Trecho do documento →
"""

Desde então, os convites para mostrar seu trabalho fora do Brasil se tornaram frequentes. O mais recente é a participação no pavilhão de Gana, na Bienal de Veneza, onde apresenta a instalação Um Congresso do Sal (2022). Em 2020, pouco antes do início da pandemia, ele também fez uma residência na SAVY Contemporary, em Berlim, Alemanha, junto com a artista Laís Machado, sua companheira e com quem também atua em parceria na Plataforma ÀRÀKÁ. “Ainda acho que falta um entendimento maior nas artes visuais sobre as especificidades do trabalho dos artistas do corpo, que se dá a partir das relações e das trocas,” comenta Araúja. “Mas vejo uma boa abertura”.
O interesse pela escrita e pela linguagem é outra característica de sua trajetória. Esse era também um forte diferencial de QUASEILHAS, inteiramente cantada em oríkì’s – literatura oral de origem yorùbá, traduzida do texto de Diego escrito em português. Foi depois dessa experiência que ele começou a desenvolver o projeto Laboratório Internacional de Crioulo, em parceria com Laís Machado. Inspirado em outros projetos de artes performáticas em que uma linguagem é desenvolvida em grupo a partir de experimentos corporais, sua ideia era realizar uma série de encontros com pessoas de países afro-diaspóricos para criar uma língua “não nascida do trauma,” resultado da violência colonial. O corpo é a ferramenta principal na criação desse novo idioma, que se originaria a partir de ações performáticas. “Teria um tempo de investigação performática que depois poderia ser usado em produções artísticas, com a intenção de substituir o trauma pela poética”, explica.

"""

Dados registrados →
"""

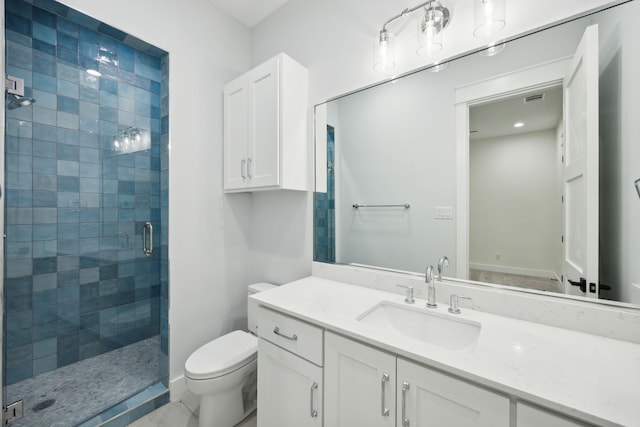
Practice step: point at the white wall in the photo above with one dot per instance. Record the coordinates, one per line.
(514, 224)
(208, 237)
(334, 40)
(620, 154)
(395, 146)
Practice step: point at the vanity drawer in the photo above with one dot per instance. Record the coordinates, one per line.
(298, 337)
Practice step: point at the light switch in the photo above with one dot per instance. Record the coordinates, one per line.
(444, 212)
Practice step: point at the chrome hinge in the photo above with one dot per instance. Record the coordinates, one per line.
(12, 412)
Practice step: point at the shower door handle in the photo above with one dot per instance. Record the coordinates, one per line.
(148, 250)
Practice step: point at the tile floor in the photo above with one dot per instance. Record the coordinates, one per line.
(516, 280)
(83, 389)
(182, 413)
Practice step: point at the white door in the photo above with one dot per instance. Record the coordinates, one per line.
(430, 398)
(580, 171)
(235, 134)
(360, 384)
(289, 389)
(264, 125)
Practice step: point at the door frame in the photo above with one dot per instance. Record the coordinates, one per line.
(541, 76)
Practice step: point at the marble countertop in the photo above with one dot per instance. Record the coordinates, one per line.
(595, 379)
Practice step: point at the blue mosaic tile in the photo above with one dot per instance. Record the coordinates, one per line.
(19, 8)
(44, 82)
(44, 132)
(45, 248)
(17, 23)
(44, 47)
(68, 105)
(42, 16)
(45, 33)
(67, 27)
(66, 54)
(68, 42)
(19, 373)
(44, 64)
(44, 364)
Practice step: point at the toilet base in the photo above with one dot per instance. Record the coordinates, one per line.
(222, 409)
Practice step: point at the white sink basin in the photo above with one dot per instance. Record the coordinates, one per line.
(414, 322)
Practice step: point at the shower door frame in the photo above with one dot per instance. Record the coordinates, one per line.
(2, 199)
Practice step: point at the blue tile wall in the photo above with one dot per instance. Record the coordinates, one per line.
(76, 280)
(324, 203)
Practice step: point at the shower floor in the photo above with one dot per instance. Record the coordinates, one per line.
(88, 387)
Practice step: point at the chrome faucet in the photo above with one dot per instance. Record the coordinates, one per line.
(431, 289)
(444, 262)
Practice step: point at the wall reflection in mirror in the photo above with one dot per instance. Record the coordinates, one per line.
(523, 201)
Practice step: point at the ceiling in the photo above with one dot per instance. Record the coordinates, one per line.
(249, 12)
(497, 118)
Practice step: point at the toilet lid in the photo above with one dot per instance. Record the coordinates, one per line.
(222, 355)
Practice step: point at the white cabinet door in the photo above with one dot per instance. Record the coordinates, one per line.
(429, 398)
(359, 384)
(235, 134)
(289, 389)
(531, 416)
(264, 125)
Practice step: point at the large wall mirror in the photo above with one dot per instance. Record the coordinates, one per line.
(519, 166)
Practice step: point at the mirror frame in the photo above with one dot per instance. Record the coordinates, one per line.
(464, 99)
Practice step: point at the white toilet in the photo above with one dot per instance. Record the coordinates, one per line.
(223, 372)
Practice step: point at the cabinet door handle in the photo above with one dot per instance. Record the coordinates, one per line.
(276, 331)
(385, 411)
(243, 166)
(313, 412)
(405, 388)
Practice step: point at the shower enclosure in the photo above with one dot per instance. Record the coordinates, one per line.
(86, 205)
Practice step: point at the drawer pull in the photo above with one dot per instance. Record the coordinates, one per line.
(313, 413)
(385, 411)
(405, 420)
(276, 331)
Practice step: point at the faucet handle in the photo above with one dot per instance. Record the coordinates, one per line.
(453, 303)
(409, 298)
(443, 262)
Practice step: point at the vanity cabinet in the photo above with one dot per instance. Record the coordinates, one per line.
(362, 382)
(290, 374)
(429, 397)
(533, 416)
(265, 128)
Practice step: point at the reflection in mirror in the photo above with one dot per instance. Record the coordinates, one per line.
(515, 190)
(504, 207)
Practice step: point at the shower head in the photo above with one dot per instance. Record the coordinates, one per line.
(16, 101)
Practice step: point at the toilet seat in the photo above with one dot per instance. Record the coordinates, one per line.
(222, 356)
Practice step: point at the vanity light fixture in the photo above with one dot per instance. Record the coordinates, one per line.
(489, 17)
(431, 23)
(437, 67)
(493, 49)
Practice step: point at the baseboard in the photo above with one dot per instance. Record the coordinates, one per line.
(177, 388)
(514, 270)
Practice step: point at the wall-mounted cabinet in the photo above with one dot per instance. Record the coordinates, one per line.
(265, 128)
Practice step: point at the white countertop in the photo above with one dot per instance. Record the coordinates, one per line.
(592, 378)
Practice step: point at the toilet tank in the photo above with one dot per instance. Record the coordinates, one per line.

"""

Aplique a leitura →
A) Traduza para o inglês esta frase do trecho do documento: “O corpo é a ferramenta principal na criação desse novo idioma, que se originaria a partir de ações performáticas.”
B) Prossiga o texto sobre a trajetória artística e o Laboratório Internacional de Crioulo a partir da última frase apresentada.

Tarefas resolvidas →
A) The body is the main tool in the creation of this new language, which would originate from performative actions.

B)
Era o que Diego e Laís imaginavam começar a fazer a partir das conexões que surgiam com a residência na SAAVY, em fevereiro de 2020, onde apresentaram a fala Corpos que se expandem. Mas com o Covid-19, o mundo mudou radicalmente um mês depois, quando a ideia de expansão corporal deixou de fazer sentido por um bom tempo. “Houve uma contração em um momento que estávamos estabelecendo uma conexão muito forte com outros lugares e pessoas”, lembra o artista.
Por outro lado, foi nesse período de desconexão que Diego acabou descobrindo caminhos para explorar uma linguagem própria no espaço digital. É o caso do projeto Game Ensaio (2020), realizado para a exposição digital Os dias antes da quebra, curada por Diane Lima no programa Pivô Satélite. No formato de um jogo on-line e com a estética de um escape room – as chamadas “salas de fugas” usadas no mundo dos games para compartilhar pistas de determinados jogos –, o trabalho nos conduz por um percurso labiríntico, em que não vemos as opções de entrada e saída. Escolhemos um determinado tópico e só depois descobrimos do que se trata e em qual formato – se em áudios, vídeos ou textos escritos. A narrativa segue uma escrita ensaística, combinando referências teóricas com relatos de memória.
Para quem não assistiu outros trabalhos do artista presencialmente, como é o meu caso, Game Ensaio é um ótimo ponto de partida para visualizar o pensamento por trás de seus projetos em um formato mais cru, ao menos em relação à maneira como essas ideias ganham forma depois, misturadas a outras mídias. E a ideia de se estar em uma “sala de fuga” é uma ótima metáfora para o contexto pandêmico igualmente labiríntico no qual ainda seguimos, buscando novas linguagens como rotas de escape para seguir adiante.
Diego Araúja atua no campo da arte expandida e multidisciplinar como diretor, dramaturgo, roteirista e artista visual.
Nathalia Lavigne é pesquisadora, jornalista e curadora.